DOCUMENT EXCERPT:
▬▬▬▬▬▬
There are more unmarried people in our congregations than ever, and some say that's just sinful.

Once upon a time, Debbie Maken found herself still single at 28 and growing in her discontent. She was "dating-wearied, lonely, depressed, frustrated, and, yes, terrified of the future." Finally giving herself permission to feel these tough emotions, she took the exit ramp from her church singles class, gave a fresh look at what the Bible says about singleness and marriage, and finally realized she had to get serious if she was ever going to get married.

Getting Serious About Getting Married: Rethinking the Gift of Singleness

by Debbie Maken
Crossway Books
208 pp.; $12.99

Following the path afforded by her ethnicity (she's Indian), she signed up with an Indian Christian Web agency to find a suitable suitor and, aided by her parents' watchful care, started e-mailing a man in July 2001. By that October, they were engaged. Now happily married and the mother of two young girls, Maken drew a map—in the form of her book, Getting Serious About Getting Married—to the Land of Marital Bliss. She hopes to prevent her daughters and countless single women across the country from having to experience any more "unnecessary protracted singleness."
▬▬▬▬▬▬
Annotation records
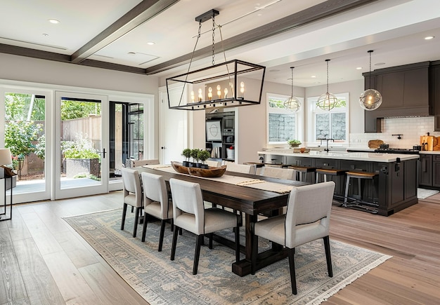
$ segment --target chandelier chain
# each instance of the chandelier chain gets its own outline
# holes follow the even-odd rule
[[[215,43],[214,38],[215,38],[215,19],[214,16],[212,16],[212,65],[213,66],[215,65],[215,62],[214,60],[214,44]]]

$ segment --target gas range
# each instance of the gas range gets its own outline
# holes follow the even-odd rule
[[[382,154],[413,154],[413,155],[418,155],[419,151],[417,149],[410,149],[406,148],[385,148],[380,149],[378,148],[375,150],[375,152],[377,153],[382,153]]]

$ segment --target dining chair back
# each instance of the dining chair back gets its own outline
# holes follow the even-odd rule
[[[209,234],[209,249],[212,248],[212,233],[234,228],[235,262],[240,260],[240,233],[238,215],[216,208],[205,209],[200,186],[198,183],[172,178],[169,185],[173,198],[174,231],[171,260],[174,260],[178,231],[181,228],[197,236],[193,274],[197,274],[200,246],[205,234]]]
[[[130,159],[130,167],[136,168],[142,165],[150,165],[159,164],[159,159],[145,159],[145,160],[134,160]]]
[[[272,178],[295,180],[295,170],[290,168],[275,168],[272,166],[263,166],[260,175]]]
[[[122,176],[122,193],[124,196],[121,230],[124,230],[127,208],[128,205],[131,205],[136,208],[134,228],[133,229],[133,237],[136,237],[138,222],[143,206],[141,178],[139,177],[139,172],[132,168],[121,168],[121,175]]]
[[[285,215],[270,217],[254,224],[253,253],[258,251],[258,236],[286,247],[290,269],[292,292],[297,294],[294,254],[296,247],[323,238],[328,276],[333,276],[330,250],[330,216],[335,182],[309,184],[294,188],[289,196]],[[252,259],[251,273],[254,274],[257,256]]]
[[[168,198],[167,184],[164,177],[159,175],[143,172],[141,174],[143,187],[143,226],[142,241],[145,241],[148,223],[148,215],[160,219],[160,233],[157,251],[162,251],[165,224],[173,218],[173,204]]]

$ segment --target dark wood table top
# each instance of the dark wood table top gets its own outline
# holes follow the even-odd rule
[[[203,199],[213,203],[242,211],[250,215],[257,215],[285,206],[287,203],[289,193],[276,193],[254,189],[252,187],[235,185],[215,180],[202,179],[177,172],[169,172],[143,167],[136,168],[138,171],[148,172],[164,177],[166,182],[171,178],[180,179],[191,182],[198,183],[203,193]],[[226,172],[226,175],[246,177],[253,179],[263,179],[268,182],[282,183],[295,187],[305,185],[306,183],[299,181],[283,180],[270,178],[264,176]]]

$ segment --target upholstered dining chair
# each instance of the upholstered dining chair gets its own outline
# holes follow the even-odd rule
[[[159,164],[159,159],[143,159],[143,160],[134,160],[130,159],[130,167],[136,168],[137,166],[142,165],[150,165],[154,164]]]
[[[295,180],[295,170],[290,168],[274,168],[272,166],[263,166],[260,175],[272,178],[285,179]]]
[[[121,168],[121,175],[122,175],[122,191],[124,194],[124,208],[122,209],[121,230],[124,230],[124,226],[125,224],[127,207],[127,205],[131,205],[136,208],[134,228],[133,229],[133,237],[136,237],[139,217],[141,215],[142,208],[143,207],[141,178],[139,177],[139,172],[132,168]]]
[[[240,260],[240,233],[238,215],[216,208],[205,209],[200,185],[172,178],[169,179],[173,198],[174,231],[171,249],[171,260],[174,260],[178,231],[183,229],[196,235],[193,274],[197,274],[200,246],[205,234],[209,234],[209,249],[212,249],[212,233],[234,228],[235,236],[235,262]]]
[[[162,251],[164,241],[164,233],[167,220],[173,218],[173,203],[168,198],[167,184],[162,176],[142,172],[141,174],[143,187],[143,227],[142,229],[142,241],[145,241],[147,233],[148,215],[160,219],[160,233],[157,251]]]
[[[267,218],[251,226],[253,227],[252,274],[255,274],[257,269],[258,236],[261,236],[286,248],[294,294],[297,294],[294,254],[299,245],[323,238],[328,276],[333,276],[328,236],[334,191],[332,181],[295,188],[289,196],[286,214]]]

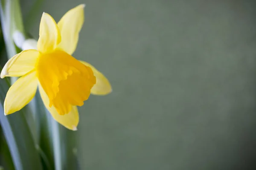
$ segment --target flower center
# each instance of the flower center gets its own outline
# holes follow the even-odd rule
[[[96,82],[90,68],[60,50],[41,54],[36,68],[49,106],[53,105],[61,115],[68,113],[72,105],[83,105]]]

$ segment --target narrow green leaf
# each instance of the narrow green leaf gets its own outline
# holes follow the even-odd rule
[[[6,93],[9,85],[6,80],[0,79],[0,90]],[[5,95],[0,95],[0,123],[8,145],[15,169],[42,169],[39,156],[30,130],[22,111],[5,116],[3,107]]]
[[[0,114],[3,114],[2,110],[0,110]],[[0,133],[0,164],[6,170],[14,170],[14,165],[6,141],[3,134],[2,128]]]

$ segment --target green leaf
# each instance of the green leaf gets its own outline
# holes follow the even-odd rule
[[[7,92],[9,85],[6,79],[0,79],[0,123],[15,169],[42,169],[39,155],[22,111],[7,116],[3,114],[4,94]]]
[[[3,114],[2,110],[0,110],[0,114]],[[14,170],[11,153],[1,128],[0,133],[0,164],[6,170]]]

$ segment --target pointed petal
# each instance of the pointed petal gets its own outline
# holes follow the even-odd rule
[[[41,85],[39,85],[39,91],[44,105],[52,114],[53,119],[67,128],[76,130],[79,122],[79,114],[76,106],[73,106],[70,112],[64,115],[58,113],[54,106],[49,107],[49,99]]]
[[[22,76],[35,68],[39,53],[35,50],[23,51],[12,57],[3,68],[1,78]]]
[[[55,49],[61,40],[60,30],[55,21],[48,14],[44,12],[39,28],[38,51],[41,53],[49,52]]]
[[[21,109],[35,96],[38,81],[35,71],[24,75],[16,81],[7,92],[3,104],[6,115]]]
[[[105,95],[112,92],[110,83],[102,73],[88,62],[83,61],[80,61],[80,62],[90,67],[94,76],[96,77],[96,84],[91,89],[91,94],[96,95]]]
[[[58,47],[71,55],[76,50],[79,34],[84,23],[84,4],[80,5],[67,11],[58,23],[61,35]]]

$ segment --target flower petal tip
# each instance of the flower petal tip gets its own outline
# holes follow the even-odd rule
[[[73,128],[72,130],[74,130],[74,131],[77,130],[77,128],[76,128],[76,126],[73,125]]]

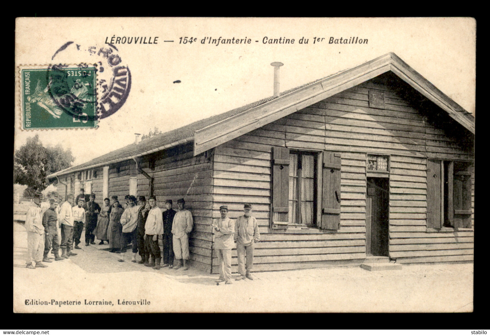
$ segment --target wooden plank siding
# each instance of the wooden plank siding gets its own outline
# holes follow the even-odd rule
[[[369,107],[372,89],[384,93],[384,109]],[[430,115],[420,113],[403,93],[367,82],[215,148],[212,216],[219,217],[219,207],[226,204],[229,217],[236,218],[244,203],[252,204],[262,237],[255,246],[254,270],[364,261],[368,153],[390,155],[390,257],[401,263],[472,260],[473,231],[429,232],[426,222],[427,159],[471,161],[472,146],[436,128]],[[340,229],[307,234],[277,233],[270,228],[273,146],[341,153]],[[474,178],[473,173],[473,213]],[[234,250],[232,255],[236,271]],[[216,273],[217,259],[212,257]]]
[[[191,264],[208,272],[211,267],[211,219],[213,180],[212,155],[204,153],[194,157],[192,147],[181,146],[176,152],[161,152],[155,161],[154,169],[149,168],[147,157],[143,157],[141,168],[153,179],[153,193],[157,204],[163,210],[165,200],[171,199],[177,210],[177,200],[185,200],[185,208],[192,213],[194,225],[189,239]],[[138,195],[149,194],[148,180],[138,175]],[[160,248],[163,246],[160,240]]]

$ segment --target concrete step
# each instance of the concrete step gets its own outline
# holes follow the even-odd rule
[[[363,263],[389,263],[390,257],[385,256],[368,256]]]
[[[363,263],[361,267],[368,271],[401,270],[401,264],[396,263]]]

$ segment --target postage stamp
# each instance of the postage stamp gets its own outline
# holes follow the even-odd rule
[[[27,65],[19,70],[23,129],[97,127],[95,66]]]

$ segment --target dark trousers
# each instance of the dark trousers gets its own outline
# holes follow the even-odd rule
[[[138,250],[140,252],[141,259],[146,260],[149,258],[150,251],[145,240],[145,233],[138,232],[136,235],[138,242]]]
[[[44,258],[48,257],[48,254],[49,252],[49,249],[51,246],[53,248],[53,252],[54,255],[58,256],[58,250],[60,248],[60,239],[58,236],[58,229],[56,226],[49,226],[48,227],[47,231],[48,234],[44,235]]]
[[[83,222],[81,221],[75,221],[73,223],[73,239],[75,241],[75,245],[78,245],[80,243],[80,238],[82,237],[82,232],[83,231]]]
[[[160,254],[160,247],[158,246],[158,235],[156,236],[156,240],[153,240],[153,235],[145,235],[145,240],[150,251],[150,255],[154,260],[160,260],[162,256]]]
[[[95,227],[97,226],[97,221],[87,222],[85,225],[85,243],[93,242],[95,240],[95,235],[92,234]]]
[[[173,244],[172,233],[163,234],[163,263],[173,265]]]
[[[121,237],[121,252],[126,252],[126,248],[131,242],[133,245],[133,253],[138,252],[138,242],[136,241],[136,230],[131,233],[123,233]]]
[[[61,224],[61,244],[60,247],[61,249],[67,249],[67,252],[70,252],[73,244],[73,227]]]

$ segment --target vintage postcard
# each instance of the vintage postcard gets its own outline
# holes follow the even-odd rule
[[[472,311],[476,24],[18,18],[14,311]]]

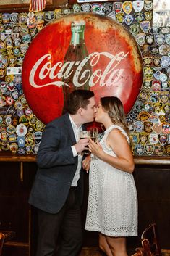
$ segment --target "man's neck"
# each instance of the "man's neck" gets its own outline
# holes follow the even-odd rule
[[[80,126],[81,126],[82,125],[82,120],[80,120],[81,118],[80,118],[80,116],[78,115],[70,115],[69,114],[69,115],[77,128],[79,128]]]

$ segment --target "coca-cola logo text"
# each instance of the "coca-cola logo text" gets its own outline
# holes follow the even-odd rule
[[[69,87],[69,85],[64,82],[64,79],[67,79],[69,75],[72,75],[74,72],[72,67],[73,66],[77,66],[76,70],[73,75],[73,84],[75,87],[82,86],[88,80],[90,87],[94,86],[96,83],[98,83],[100,86],[116,86],[124,72],[124,69],[116,67],[121,61],[127,57],[127,55],[128,52],[126,54],[119,52],[115,56],[109,52],[94,52],[89,54],[89,56],[82,59],[81,62],[68,61],[63,64],[61,62],[58,62],[52,66],[51,62],[51,54],[47,54],[42,56],[33,67],[30,74],[30,83],[31,86],[34,88],[41,88],[48,86],[56,86],[58,87],[65,86]],[[80,74],[85,63],[90,59],[90,66],[93,67],[100,62],[101,56],[106,57],[109,59],[103,72],[100,69],[97,69],[91,73],[90,70],[86,70],[84,72],[88,73],[88,77],[85,81],[81,83],[82,77],[80,76]],[[39,68],[41,68],[41,70],[38,72]],[[36,76],[42,81],[48,76],[48,79],[51,80],[51,82],[38,85],[35,82]],[[83,76],[83,73],[82,76]],[[56,79],[58,79],[58,80],[56,80]]]
[[[76,26],[82,30],[80,37],[74,35]],[[122,25],[93,13],[72,14],[33,38],[22,79],[29,107],[44,123],[62,114],[68,94],[77,88],[94,91],[96,103],[100,97],[116,96],[129,112],[142,85],[142,60]]]

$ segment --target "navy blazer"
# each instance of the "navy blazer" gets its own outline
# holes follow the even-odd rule
[[[49,123],[43,133],[37,155],[38,171],[29,203],[46,212],[56,213],[64,204],[75,176],[78,157],[71,146],[76,140],[69,115]],[[82,170],[78,181],[77,197],[82,200]]]

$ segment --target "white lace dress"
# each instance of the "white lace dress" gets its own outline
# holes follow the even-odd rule
[[[114,128],[119,129],[129,142],[125,131],[113,125],[106,130],[100,144],[106,153],[116,157],[106,144]],[[91,161],[85,229],[109,236],[137,236],[137,198],[132,173],[99,159]]]

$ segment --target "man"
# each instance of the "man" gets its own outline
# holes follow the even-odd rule
[[[79,132],[83,124],[94,120],[94,94],[74,91],[67,106],[67,114],[46,126],[37,155],[38,170],[29,199],[38,209],[36,256],[54,255],[59,234],[57,256],[75,256],[82,245],[81,152],[87,149],[88,139],[80,140]]]

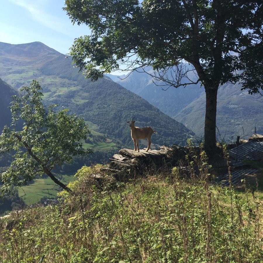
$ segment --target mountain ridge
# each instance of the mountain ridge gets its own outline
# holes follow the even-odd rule
[[[30,43],[28,46],[26,44],[18,46],[16,52],[18,55],[15,58],[19,64],[20,58],[23,57],[20,53],[22,48],[28,50],[32,44],[41,45],[33,43]],[[15,45],[12,47],[17,47]],[[71,113],[97,125],[100,132],[114,139],[120,139],[123,145],[131,145],[126,122],[136,115],[139,121],[137,122],[138,124],[152,126],[158,132],[155,141],[153,139],[156,144],[184,144],[187,138],[194,135],[181,124],[111,80],[104,78],[91,82],[85,79],[78,73],[77,69],[73,68],[71,58],[51,49],[50,53],[45,57],[42,53],[45,54],[46,49],[43,52],[39,50],[44,63],[35,61],[38,57],[33,56],[23,62],[23,67],[20,64],[0,64],[0,72],[3,75],[0,77],[17,89],[29,85],[33,79],[39,80],[43,88],[45,105],[56,103],[60,105],[59,109],[68,108]],[[8,56],[8,49],[5,50],[6,57]],[[1,54],[0,59],[1,60]],[[29,62],[30,59],[32,61]]]

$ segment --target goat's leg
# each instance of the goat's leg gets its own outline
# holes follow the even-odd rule
[[[139,139],[136,140],[136,144],[137,145],[137,148],[138,149],[138,152],[140,152],[140,150],[139,149]]]
[[[136,150],[136,141],[135,139],[133,139],[133,143],[134,144],[134,151]]]
[[[148,140],[148,148],[147,148],[147,150],[146,150],[146,152],[148,152],[149,150],[150,147],[151,146],[151,138],[150,138],[150,139],[147,139]]]

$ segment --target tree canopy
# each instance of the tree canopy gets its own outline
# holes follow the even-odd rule
[[[239,82],[251,94],[263,89],[261,1],[66,0],[65,4],[73,24],[91,30],[90,35],[75,39],[70,52],[87,77],[96,80],[114,70],[150,65],[155,70],[154,77],[169,86],[203,86],[206,149],[215,146],[219,86]],[[189,77],[189,72],[196,72],[196,78]]]
[[[0,136],[0,153],[14,152],[14,160],[0,175],[1,191],[8,193],[13,186],[20,186],[44,173],[56,184],[70,190],[52,174],[56,166],[71,162],[77,155],[91,152],[82,148],[89,133],[83,119],[68,114],[65,109],[54,110],[56,105],[46,111],[42,104],[43,94],[38,82],[33,81],[23,87],[22,97],[13,96],[10,107],[12,122],[5,126]],[[23,122],[18,127],[18,122]]]

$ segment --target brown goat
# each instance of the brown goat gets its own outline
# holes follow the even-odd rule
[[[146,151],[148,152],[151,145],[151,137],[153,134],[154,132],[157,133],[155,131],[153,130],[150,127],[145,127],[144,128],[140,128],[139,127],[135,127],[134,123],[135,122],[133,120],[130,120],[127,122],[130,124],[131,127],[131,135],[132,139],[133,140],[134,144],[134,150],[136,150],[136,145],[138,149],[138,152],[139,152],[139,140],[140,139],[147,139],[148,140],[148,148]]]

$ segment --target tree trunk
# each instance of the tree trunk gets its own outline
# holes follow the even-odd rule
[[[47,169],[45,168],[43,168],[43,170],[51,178],[54,183],[58,185],[59,185],[59,186],[62,187],[63,189],[64,190],[65,190],[67,192],[68,192],[69,193],[70,193],[72,192],[72,191],[67,187],[66,185],[64,184],[63,183],[62,183],[59,180],[57,179],[57,178],[53,175],[53,174],[50,171],[49,171]]]
[[[216,117],[218,85],[205,86],[206,97],[205,120],[205,150],[210,158],[216,149]]]

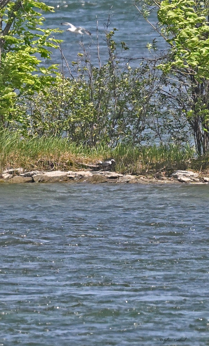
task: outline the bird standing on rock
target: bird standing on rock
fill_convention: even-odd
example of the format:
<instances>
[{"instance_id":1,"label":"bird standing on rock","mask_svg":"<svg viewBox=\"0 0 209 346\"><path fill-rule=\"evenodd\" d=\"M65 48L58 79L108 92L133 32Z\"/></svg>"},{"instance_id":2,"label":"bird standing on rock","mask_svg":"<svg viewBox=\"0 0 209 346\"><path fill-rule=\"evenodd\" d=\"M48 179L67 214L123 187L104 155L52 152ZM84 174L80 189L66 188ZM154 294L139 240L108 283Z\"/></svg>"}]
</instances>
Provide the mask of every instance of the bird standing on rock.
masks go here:
<instances>
[{"instance_id":1,"label":"bird standing on rock","mask_svg":"<svg viewBox=\"0 0 209 346\"><path fill-rule=\"evenodd\" d=\"M97 162L98 166L101 166L107 170L112 168L116 164L116 162L114 158L108 158L104 161L97 161Z\"/></svg>"},{"instance_id":2,"label":"bird standing on rock","mask_svg":"<svg viewBox=\"0 0 209 346\"><path fill-rule=\"evenodd\" d=\"M72 33L74 33L75 34L80 34L82 35L83 35L84 34L86 34L87 35L92 34L90 31L86 30L84 28L82 28L81 26L76 27L75 25L73 25L72 24L70 24L70 23L66 22L60 23L60 24L61 25L68 25L68 26L70 27L67 29L66 31L70 31Z\"/></svg>"}]
</instances>

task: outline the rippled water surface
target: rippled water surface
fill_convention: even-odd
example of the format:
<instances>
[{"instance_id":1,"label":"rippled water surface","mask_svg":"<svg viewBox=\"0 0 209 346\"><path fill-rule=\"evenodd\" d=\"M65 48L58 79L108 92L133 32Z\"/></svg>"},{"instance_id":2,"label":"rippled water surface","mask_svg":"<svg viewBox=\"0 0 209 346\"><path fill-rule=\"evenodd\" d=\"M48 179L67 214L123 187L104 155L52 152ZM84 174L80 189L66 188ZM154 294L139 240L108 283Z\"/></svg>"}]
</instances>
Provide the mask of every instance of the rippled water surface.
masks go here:
<instances>
[{"instance_id":1,"label":"rippled water surface","mask_svg":"<svg viewBox=\"0 0 209 346\"><path fill-rule=\"evenodd\" d=\"M85 1L77 0L49 0L45 2L49 5L53 6L55 12L44 13L46 18L44 23L45 28L59 28L64 31L55 34L55 37L63 40L62 49L69 65L72 61L76 61L78 52L83 53L80 46L82 36L76 35L73 33L66 31L67 27L60 25L60 23L68 22L76 26L80 26L89 30L91 36L84 35L83 40L86 52L88 52L88 58L95 66L98 66L97 41L97 19L98 20L98 41L99 55L102 63L107 61L107 49L105 41L104 27L106 27L108 18L110 16L110 22L108 30L113 28L118 31L115 32L114 39L117 43L118 56L127 58L123 63L125 64L131 58L136 58L142 56L153 57L146 47L148 42L152 43L152 40L156 38L158 41L159 49L164 49L165 46L162 39L155 33L151 27L142 18L139 18L139 12L133 6L133 0L116 1L116 0L98 0ZM154 17L153 17L154 16ZM150 20L154 24L156 19L154 15L152 14ZM125 42L129 47L129 50L121 52L120 43ZM52 62L60 64L60 54L58 50L53 52ZM136 67L141 61L134 60L132 66ZM64 67L66 64L64 62ZM48 64L49 62L45 63ZM68 76L67 69L65 70Z\"/></svg>"},{"instance_id":2,"label":"rippled water surface","mask_svg":"<svg viewBox=\"0 0 209 346\"><path fill-rule=\"evenodd\" d=\"M208 185L1 185L1 345L208 345L209 199Z\"/></svg>"}]
</instances>

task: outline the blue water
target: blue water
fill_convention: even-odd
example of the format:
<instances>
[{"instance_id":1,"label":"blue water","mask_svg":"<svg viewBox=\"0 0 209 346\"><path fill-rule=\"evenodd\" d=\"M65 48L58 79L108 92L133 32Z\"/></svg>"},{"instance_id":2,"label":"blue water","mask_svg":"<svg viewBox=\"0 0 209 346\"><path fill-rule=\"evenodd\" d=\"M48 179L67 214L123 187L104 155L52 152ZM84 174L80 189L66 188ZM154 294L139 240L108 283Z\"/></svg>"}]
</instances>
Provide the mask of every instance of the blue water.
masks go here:
<instances>
[{"instance_id":1,"label":"blue water","mask_svg":"<svg viewBox=\"0 0 209 346\"><path fill-rule=\"evenodd\" d=\"M62 44L63 52L68 63L76 61L78 52L83 53L83 48L80 46L81 35L76 36L74 34L67 32L67 27L60 25L60 23L68 22L76 26L80 26L89 30L92 35L91 37L84 35L83 37L86 51L88 52L91 61L95 66L98 66L97 45L96 26L97 17L98 22L98 39L99 54L102 63L107 61L107 51L104 40L104 27L108 21L110 15L111 24L109 30L115 28L118 30L116 32L114 38L117 43L117 53L118 56L123 56L128 60L122 61L125 64L129 58L134 58L132 66L139 66L141 60L137 60L142 57L152 58L146 46L148 42L152 43L155 38L158 41L159 51L164 49L165 44L157 33L154 32L150 26L144 19L139 18L139 12L133 6L132 0L126 1L116 1L115 0L98 0L85 1L78 0L77 1L68 0L50 0L46 3L55 8L54 13L44 13L46 20L44 27L55 28L59 28L64 30L62 34L55 35L56 38L63 40ZM154 25L156 21L154 14L152 14L151 21ZM129 50L122 52L120 42L125 42L129 48ZM60 53L58 50L53 52L52 62L60 64ZM49 64L48 62L46 63ZM65 65L66 65L65 64ZM66 70L67 75L67 70Z\"/></svg>"},{"instance_id":2,"label":"blue water","mask_svg":"<svg viewBox=\"0 0 209 346\"><path fill-rule=\"evenodd\" d=\"M208 345L209 200L207 185L1 185L1 345Z\"/></svg>"}]
</instances>

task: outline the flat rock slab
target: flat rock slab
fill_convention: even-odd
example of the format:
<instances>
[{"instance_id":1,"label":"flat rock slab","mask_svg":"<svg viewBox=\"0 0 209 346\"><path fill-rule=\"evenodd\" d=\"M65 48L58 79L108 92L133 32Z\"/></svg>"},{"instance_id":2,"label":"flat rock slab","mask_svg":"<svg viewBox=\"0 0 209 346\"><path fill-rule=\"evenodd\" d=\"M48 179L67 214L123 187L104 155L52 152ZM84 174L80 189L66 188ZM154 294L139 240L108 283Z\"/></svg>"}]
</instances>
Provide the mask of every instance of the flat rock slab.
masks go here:
<instances>
[{"instance_id":1,"label":"flat rock slab","mask_svg":"<svg viewBox=\"0 0 209 346\"><path fill-rule=\"evenodd\" d=\"M98 184L99 183L106 183L107 179L105 176L99 174L93 174L89 176L83 177L79 179L79 182L91 183L92 184Z\"/></svg>"},{"instance_id":2,"label":"flat rock slab","mask_svg":"<svg viewBox=\"0 0 209 346\"><path fill-rule=\"evenodd\" d=\"M20 183L34 183L34 181L31 177L20 176L17 175L8 180L10 184L19 184Z\"/></svg>"},{"instance_id":3,"label":"flat rock slab","mask_svg":"<svg viewBox=\"0 0 209 346\"><path fill-rule=\"evenodd\" d=\"M173 178L178 179L181 176L185 176L187 178L197 178L199 176L198 173L194 173L190 171L175 171L171 174Z\"/></svg>"},{"instance_id":4,"label":"flat rock slab","mask_svg":"<svg viewBox=\"0 0 209 346\"><path fill-rule=\"evenodd\" d=\"M182 183L190 183L192 181L191 179L190 178L188 178L186 176L180 176L178 178L179 181Z\"/></svg>"},{"instance_id":5,"label":"flat rock slab","mask_svg":"<svg viewBox=\"0 0 209 346\"><path fill-rule=\"evenodd\" d=\"M32 176L35 182L53 182L55 181L66 181L69 180L67 175L68 172L63 172L61 171L55 171L51 172L45 172L40 174L36 174Z\"/></svg>"},{"instance_id":6,"label":"flat rock slab","mask_svg":"<svg viewBox=\"0 0 209 346\"><path fill-rule=\"evenodd\" d=\"M203 176L202 178L203 181L205 183L209 182L209 177L208 176Z\"/></svg>"}]
</instances>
▬▬▬▬▬▬
GIVEN TASK 1: In the passage on singleness and marriage, switch "church singles class" to "young adults ministry" and reproduce the part that opens with the words containing "Once upon a" and closes with "to get married.".
GIVEN TASK 2: Resume the passage on singleness and marriage from the point at which it stops.
None of the records is required for this work.

RIGHT ANSWER 1:
Once upon a time, Debbie Maken found herself still single at 28 and growing in her discontent. She was "dating-wearied, lonely, depressed, frustrated, and, yes, terrified of the future." Finally giving herself permission to feel these tough emotions, she took the exit ramp from her young adults ministry, gave a fresh look at what the Bible says about singleness and marriage, and finally realized she had to get serious if she was ever going to get married.

RIGHT ANSWER 2:
Maken starts with a relatable description of many single women's experience: Singleness is easier to see as a grand adventure in your 20s, an unfettered time to figure out who you are and what path God might like you to take through life. Without a spouse, there's more freedom to travel and take risks, minister and invest in a burgeoning career. But, as Maken describes quite well, this can start to lose its luster around the 30 milestone. In later chapters, she addresses the well-meaning advice handed to singles in Christian circles—such as "just wait on the Lord to bring a mate to you" or "Jesus is all you need"—and deftly explains some of the erroneous thinking and theology surrounding each. At her best, in passages such as these, Maken gives platitude-battered single women needed permission to admit, "I'd like to get married, and that's okay."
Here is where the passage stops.